**Goal:**
Locate the line containing "Find the white", then please write out that line and all the lines below it in the entries exactly.

**Record list:**
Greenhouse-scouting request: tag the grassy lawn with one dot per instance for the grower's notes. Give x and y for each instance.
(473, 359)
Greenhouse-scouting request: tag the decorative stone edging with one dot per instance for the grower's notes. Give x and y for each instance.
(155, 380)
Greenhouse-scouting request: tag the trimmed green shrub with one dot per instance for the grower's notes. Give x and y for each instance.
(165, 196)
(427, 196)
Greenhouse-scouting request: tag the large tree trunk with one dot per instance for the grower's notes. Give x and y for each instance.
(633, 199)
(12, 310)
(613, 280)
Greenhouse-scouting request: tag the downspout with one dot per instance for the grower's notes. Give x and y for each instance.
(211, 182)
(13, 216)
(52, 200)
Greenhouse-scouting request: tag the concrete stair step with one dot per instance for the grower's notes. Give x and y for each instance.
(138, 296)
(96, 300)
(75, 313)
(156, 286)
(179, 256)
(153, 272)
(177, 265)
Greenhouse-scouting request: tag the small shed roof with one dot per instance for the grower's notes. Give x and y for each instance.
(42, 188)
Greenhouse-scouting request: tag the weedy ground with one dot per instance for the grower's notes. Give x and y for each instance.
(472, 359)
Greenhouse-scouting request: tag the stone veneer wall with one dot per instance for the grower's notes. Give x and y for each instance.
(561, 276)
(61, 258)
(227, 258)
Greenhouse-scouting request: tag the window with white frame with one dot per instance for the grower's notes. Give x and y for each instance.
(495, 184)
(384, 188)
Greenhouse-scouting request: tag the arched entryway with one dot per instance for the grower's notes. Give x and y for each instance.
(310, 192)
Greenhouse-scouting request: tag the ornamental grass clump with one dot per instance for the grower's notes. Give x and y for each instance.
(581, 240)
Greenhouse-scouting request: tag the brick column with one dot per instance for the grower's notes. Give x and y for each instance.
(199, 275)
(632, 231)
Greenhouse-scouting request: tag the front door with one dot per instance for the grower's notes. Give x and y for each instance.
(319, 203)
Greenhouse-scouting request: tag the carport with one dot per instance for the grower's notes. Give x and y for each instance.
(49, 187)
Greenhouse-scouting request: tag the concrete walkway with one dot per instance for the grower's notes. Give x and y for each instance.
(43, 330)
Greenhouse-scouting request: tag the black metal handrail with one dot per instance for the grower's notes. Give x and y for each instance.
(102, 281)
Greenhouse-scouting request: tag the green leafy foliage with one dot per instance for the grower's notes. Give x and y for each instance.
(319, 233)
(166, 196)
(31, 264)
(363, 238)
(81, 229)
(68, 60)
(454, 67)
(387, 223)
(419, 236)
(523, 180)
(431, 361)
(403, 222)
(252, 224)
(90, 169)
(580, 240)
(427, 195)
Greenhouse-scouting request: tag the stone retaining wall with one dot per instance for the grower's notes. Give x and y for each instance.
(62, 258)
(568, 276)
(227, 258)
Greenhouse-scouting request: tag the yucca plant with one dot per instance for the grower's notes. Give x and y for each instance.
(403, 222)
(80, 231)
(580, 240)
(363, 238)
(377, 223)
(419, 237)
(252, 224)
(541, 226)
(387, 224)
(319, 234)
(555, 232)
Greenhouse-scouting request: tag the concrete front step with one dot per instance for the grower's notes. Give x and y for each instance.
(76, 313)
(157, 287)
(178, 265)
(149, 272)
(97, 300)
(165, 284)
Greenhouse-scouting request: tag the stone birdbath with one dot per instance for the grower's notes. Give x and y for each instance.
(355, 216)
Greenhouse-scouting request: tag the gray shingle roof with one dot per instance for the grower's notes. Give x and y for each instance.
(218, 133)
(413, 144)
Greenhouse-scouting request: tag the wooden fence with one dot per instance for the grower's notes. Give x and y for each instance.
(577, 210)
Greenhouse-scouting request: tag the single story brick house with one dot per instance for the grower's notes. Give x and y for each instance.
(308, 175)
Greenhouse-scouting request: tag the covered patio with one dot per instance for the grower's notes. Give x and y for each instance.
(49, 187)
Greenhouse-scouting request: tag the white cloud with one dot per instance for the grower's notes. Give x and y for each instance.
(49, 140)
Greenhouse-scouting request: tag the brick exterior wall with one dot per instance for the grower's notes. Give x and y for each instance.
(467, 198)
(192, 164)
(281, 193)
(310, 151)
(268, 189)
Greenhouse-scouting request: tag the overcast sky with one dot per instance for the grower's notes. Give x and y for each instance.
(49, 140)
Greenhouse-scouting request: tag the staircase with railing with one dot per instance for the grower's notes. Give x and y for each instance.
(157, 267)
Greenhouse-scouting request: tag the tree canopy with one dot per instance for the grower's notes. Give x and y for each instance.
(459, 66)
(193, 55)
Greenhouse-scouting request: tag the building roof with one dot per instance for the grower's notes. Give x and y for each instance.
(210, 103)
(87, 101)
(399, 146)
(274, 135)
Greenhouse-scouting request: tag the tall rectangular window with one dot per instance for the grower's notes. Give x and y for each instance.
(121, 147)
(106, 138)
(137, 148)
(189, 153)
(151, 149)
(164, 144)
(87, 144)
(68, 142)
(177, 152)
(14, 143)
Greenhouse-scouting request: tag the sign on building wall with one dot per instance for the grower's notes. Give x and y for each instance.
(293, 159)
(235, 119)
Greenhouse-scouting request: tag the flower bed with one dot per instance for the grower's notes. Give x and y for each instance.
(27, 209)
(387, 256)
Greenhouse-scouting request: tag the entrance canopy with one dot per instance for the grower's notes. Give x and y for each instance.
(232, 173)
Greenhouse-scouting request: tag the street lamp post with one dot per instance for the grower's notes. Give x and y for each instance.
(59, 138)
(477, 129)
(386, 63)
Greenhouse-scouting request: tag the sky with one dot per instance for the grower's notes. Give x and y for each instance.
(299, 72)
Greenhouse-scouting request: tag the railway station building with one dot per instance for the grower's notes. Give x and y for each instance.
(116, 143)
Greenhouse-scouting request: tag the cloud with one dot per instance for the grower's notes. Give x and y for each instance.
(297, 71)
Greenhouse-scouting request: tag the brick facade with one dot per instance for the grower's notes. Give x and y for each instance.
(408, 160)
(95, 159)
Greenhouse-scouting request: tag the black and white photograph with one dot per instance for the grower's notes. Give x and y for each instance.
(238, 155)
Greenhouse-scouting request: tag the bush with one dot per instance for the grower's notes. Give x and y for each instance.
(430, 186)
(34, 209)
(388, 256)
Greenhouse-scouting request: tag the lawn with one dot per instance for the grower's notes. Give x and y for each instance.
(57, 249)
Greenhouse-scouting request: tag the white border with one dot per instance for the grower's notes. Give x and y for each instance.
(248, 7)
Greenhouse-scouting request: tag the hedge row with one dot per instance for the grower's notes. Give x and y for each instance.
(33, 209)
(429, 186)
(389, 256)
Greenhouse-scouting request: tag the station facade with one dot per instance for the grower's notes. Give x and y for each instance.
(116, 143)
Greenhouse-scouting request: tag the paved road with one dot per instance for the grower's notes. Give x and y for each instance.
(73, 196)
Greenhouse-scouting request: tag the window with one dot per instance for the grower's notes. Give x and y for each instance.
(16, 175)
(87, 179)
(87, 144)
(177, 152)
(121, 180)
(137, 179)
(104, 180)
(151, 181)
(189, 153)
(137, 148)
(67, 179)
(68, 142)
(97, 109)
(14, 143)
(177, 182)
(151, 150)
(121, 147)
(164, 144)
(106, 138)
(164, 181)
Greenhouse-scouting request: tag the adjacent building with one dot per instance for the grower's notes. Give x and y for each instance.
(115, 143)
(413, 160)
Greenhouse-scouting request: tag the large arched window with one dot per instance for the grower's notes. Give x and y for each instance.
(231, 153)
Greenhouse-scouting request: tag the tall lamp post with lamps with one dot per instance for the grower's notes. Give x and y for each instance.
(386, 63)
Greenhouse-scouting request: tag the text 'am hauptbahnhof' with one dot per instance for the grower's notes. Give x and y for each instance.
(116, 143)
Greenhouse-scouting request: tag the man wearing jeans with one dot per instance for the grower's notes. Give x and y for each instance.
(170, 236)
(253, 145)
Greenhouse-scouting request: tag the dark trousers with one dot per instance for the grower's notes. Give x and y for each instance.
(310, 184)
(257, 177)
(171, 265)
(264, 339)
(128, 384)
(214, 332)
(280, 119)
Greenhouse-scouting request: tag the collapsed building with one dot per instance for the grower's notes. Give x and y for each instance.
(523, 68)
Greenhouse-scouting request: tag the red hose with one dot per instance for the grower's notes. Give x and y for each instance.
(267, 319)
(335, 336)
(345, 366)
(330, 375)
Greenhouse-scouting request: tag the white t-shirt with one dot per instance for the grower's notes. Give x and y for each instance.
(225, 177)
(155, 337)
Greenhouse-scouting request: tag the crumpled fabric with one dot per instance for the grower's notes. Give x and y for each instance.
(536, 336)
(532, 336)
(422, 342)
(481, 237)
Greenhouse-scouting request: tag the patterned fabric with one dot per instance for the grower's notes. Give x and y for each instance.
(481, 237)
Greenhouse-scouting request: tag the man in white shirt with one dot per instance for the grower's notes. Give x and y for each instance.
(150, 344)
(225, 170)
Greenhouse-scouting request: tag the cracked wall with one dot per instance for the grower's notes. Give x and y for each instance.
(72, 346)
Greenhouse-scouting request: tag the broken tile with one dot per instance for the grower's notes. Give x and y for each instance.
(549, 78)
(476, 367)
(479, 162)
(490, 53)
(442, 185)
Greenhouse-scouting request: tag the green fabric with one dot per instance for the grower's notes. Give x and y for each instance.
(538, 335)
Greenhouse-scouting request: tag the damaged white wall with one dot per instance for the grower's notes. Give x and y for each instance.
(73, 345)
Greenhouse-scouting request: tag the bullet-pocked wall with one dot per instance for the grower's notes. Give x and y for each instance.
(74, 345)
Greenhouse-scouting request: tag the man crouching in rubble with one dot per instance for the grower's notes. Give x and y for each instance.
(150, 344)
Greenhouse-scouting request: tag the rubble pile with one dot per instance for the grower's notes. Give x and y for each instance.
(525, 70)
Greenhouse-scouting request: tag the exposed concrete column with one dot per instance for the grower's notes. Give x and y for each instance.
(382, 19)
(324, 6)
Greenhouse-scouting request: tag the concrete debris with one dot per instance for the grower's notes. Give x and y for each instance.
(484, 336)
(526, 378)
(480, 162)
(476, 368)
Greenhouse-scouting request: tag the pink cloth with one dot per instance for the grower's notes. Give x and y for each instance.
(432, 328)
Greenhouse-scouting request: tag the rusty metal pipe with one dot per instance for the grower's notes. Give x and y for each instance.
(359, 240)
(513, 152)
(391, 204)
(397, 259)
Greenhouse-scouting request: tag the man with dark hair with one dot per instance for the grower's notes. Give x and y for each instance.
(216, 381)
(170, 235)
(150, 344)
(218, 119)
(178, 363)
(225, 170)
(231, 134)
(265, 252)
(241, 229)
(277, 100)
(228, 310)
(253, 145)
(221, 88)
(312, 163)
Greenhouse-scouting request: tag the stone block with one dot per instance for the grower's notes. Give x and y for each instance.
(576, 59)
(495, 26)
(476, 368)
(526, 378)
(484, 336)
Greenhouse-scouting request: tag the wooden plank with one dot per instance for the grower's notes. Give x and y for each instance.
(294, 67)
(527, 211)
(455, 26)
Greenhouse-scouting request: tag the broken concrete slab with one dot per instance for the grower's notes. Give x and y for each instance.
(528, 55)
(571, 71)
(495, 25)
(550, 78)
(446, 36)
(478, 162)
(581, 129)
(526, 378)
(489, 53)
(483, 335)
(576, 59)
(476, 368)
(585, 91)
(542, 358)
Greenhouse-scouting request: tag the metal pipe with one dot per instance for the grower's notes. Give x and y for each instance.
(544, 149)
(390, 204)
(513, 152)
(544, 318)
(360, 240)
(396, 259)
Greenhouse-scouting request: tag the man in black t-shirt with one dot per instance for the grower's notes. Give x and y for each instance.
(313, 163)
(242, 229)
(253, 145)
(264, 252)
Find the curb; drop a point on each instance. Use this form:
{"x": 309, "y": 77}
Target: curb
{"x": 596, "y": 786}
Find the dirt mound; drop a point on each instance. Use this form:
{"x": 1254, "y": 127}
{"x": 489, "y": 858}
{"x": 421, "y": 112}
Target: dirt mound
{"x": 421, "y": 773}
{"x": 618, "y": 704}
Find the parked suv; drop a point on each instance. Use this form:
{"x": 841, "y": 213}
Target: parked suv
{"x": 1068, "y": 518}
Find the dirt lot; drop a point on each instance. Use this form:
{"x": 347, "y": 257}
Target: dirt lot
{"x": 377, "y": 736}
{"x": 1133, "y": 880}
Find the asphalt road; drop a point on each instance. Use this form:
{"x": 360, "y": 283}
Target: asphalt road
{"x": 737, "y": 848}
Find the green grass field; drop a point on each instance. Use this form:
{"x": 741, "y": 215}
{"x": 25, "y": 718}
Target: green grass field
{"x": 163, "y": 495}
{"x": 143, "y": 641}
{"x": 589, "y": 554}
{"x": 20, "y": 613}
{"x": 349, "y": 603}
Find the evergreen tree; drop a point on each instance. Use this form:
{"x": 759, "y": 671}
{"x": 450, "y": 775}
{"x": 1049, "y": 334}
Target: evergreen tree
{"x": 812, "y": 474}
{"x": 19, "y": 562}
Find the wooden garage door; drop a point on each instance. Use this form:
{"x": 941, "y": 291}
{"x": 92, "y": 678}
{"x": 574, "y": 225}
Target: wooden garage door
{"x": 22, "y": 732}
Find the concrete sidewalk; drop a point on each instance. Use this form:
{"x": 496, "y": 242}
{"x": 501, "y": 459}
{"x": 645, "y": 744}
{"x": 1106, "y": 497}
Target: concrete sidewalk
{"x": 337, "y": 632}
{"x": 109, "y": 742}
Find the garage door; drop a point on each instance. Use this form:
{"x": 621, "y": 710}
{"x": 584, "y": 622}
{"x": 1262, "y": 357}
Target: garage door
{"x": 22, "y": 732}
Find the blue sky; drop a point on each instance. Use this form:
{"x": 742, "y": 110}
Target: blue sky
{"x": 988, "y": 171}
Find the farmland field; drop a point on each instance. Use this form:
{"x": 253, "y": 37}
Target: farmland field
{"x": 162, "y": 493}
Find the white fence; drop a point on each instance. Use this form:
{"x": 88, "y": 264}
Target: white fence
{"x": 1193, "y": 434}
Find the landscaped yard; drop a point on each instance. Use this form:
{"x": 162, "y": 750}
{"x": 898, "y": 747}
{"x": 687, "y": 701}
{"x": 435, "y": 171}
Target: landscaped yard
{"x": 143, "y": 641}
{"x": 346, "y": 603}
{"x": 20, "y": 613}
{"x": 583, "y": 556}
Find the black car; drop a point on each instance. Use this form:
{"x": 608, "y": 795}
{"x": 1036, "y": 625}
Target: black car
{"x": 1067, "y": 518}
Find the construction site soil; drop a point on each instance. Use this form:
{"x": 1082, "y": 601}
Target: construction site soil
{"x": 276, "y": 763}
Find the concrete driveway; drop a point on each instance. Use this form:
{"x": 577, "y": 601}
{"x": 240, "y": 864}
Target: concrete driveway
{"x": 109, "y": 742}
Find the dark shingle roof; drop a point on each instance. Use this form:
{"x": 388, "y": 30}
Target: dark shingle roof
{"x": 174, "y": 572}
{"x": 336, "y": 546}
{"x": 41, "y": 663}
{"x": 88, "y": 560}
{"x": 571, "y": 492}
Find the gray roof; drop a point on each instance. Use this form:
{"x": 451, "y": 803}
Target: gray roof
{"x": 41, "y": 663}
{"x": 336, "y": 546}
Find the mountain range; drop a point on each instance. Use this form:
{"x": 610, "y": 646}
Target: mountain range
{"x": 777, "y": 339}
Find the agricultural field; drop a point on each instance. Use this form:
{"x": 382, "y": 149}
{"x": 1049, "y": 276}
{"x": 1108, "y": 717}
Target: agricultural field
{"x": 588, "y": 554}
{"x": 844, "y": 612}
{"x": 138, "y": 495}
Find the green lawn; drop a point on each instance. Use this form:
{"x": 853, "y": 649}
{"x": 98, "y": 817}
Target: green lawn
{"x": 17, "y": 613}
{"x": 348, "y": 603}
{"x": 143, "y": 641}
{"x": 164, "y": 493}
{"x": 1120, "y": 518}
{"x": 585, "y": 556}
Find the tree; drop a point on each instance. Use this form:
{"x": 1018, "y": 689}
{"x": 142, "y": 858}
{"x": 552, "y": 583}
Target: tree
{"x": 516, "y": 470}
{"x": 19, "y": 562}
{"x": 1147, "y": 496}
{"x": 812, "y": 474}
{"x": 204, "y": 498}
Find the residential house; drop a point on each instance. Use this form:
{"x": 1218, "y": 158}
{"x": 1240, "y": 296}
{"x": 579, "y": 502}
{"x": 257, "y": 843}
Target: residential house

**Solution:**
Find the white fence; drop a point on each instance. Use this form:
{"x": 88, "y": 264}
Target: white fence
{"x": 1193, "y": 434}
Find the landscaped yard; drop a point on each instance. Use this form:
{"x": 162, "y": 750}
{"x": 898, "y": 747}
{"x": 687, "y": 701}
{"x": 435, "y": 171}
Target: landscaped yard
{"x": 143, "y": 641}
{"x": 346, "y": 603}
{"x": 20, "y": 613}
{"x": 583, "y": 556}
Find the black car; drop a point on each instance. Use this form:
{"x": 608, "y": 795}
{"x": 1036, "y": 625}
Target: black car
{"x": 1067, "y": 518}
Find the construction site soil; drop a point on each instance. Use this form:
{"x": 1082, "y": 601}
Target: construction site soil
{"x": 276, "y": 763}
Find the concrete driveway; drop a point on each instance. Use this form:
{"x": 577, "y": 601}
{"x": 240, "y": 864}
Target: concrete driveway
{"x": 109, "y": 742}
Find the dark shingle roof; drop a point on each instance. Use this form:
{"x": 388, "y": 30}
Target: dark shingle roof
{"x": 174, "y": 572}
{"x": 336, "y": 546}
{"x": 41, "y": 663}
{"x": 88, "y": 560}
{"x": 571, "y": 492}
Find the gray roof; drop a point on each instance. Use this form:
{"x": 451, "y": 803}
Target: gray roof
{"x": 41, "y": 663}
{"x": 336, "y": 546}
Find the mountain range; drop a point on each instance. Use this form:
{"x": 610, "y": 646}
Target: mountain range
{"x": 777, "y": 339}
Find the agricultural field; drop a point on each instance. Use this form:
{"x": 382, "y": 149}
{"x": 1049, "y": 276}
{"x": 1108, "y": 717}
Target: agricultural field
{"x": 588, "y": 554}
{"x": 844, "y": 612}
{"x": 138, "y": 495}
Find the green lawn; drop a point on each instance. Use this form:
{"x": 853, "y": 649}
{"x": 98, "y": 817}
Target: green lawn
{"x": 17, "y": 613}
{"x": 348, "y": 603}
{"x": 143, "y": 641}
{"x": 164, "y": 493}
{"x": 1120, "y": 518}
{"x": 585, "y": 556}
Find the tree; drop a point on each instance. Use this form:
{"x": 1018, "y": 689}
{"x": 142, "y": 858}
{"x": 552, "y": 583}
Target: tree
{"x": 516, "y": 470}
{"x": 19, "y": 562}
{"x": 1147, "y": 496}
{"x": 812, "y": 474}
{"x": 204, "y": 498}
Find the residential house; drop a point on each instance. Use this form:
{"x": 1218, "y": 158}
{"x": 1240, "y": 296}
{"x": 579, "y": 502}
{"x": 257, "y": 843}
Target: residential house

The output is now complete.